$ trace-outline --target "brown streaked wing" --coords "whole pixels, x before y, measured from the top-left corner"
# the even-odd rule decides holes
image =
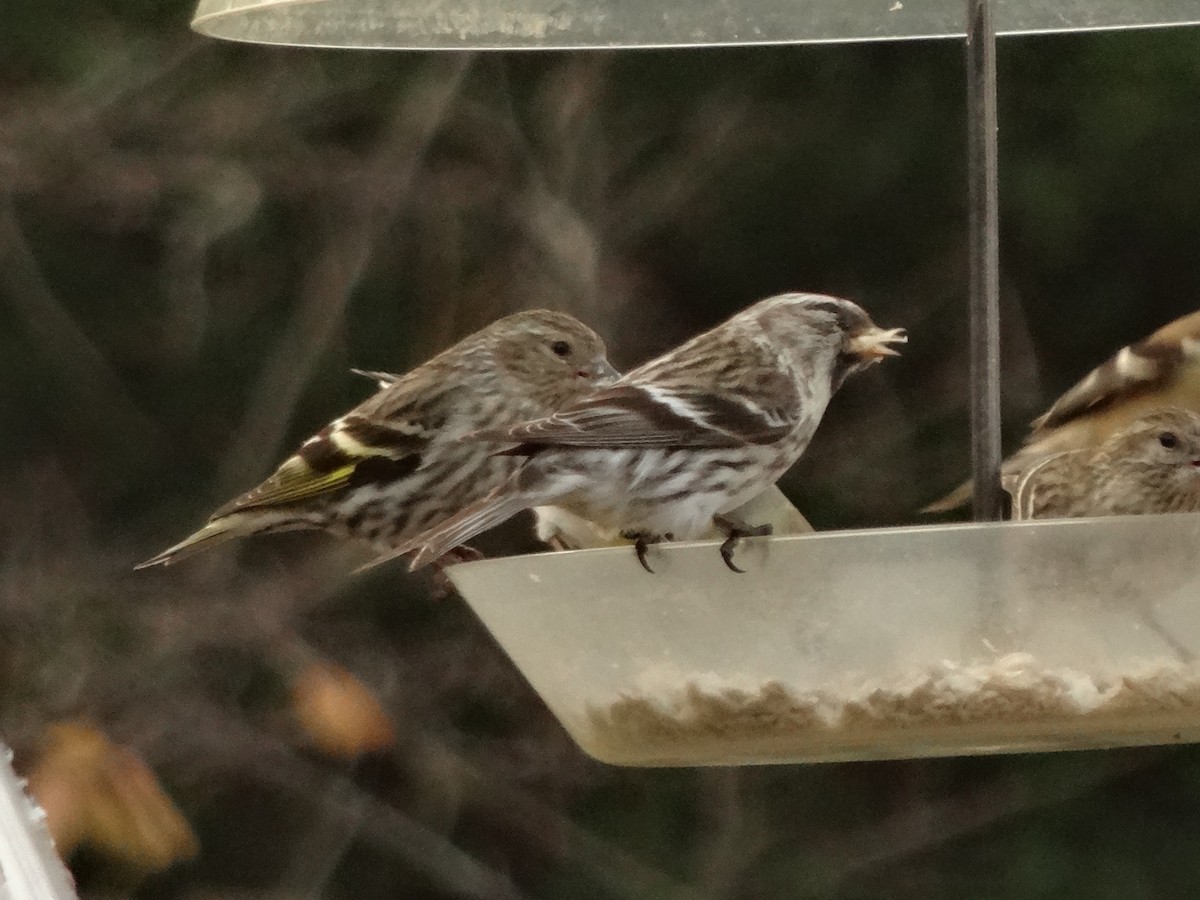
[[[1030,439],[1045,429],[1057,428],[1089,410],[1105,406],[1123,394],[1147,390],[1169,378],[1183,358],[1178,341],[1163,336],[1169,328],[1170,325],[1144,341],[1122,347],[1092,369],[1033,420]]]
[[[552,416],[479,436],[539,446],[740,447],[779,440],[794,426],[795,416],[782,406],[768,415],[727,394],[624,384]]]
[[[368,482],[398,480],[420,465],[425,443],[420,435],[346,416],[306,441],[266,481],[226,503],[211,518],[300,503]]]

▶ _What is needed_: Your reply should restate the data above word for word and contain no pictures.

▶ _Completed exercise_:
$ trace-outline --target "brown streaked wing" --coords "whole pixels, x before y, measured from the top-left corner"
# the even-odd rule decides holes
image =
[[[1030,439],[1045,429],[1057,428],[1089,410],[1105,406],[1123,394],[1147,390],[1169,378],[1183,358],[1178,341],[1163,336],[1169,328],[1170,325],[1144,341],[1122,347],[1092,369],[1033,420]]]
[[[552,416],[479,436],[539,446],[740,447],[779,440],[794,426],[795,416],[782,406],[768,415],[727,394],[624,384]]]
[[[368,482],[398,480],[420,465],[425,443],[420,435],[346,416],[306,441],[266,481],[226,503],[211,518],[300,503]]]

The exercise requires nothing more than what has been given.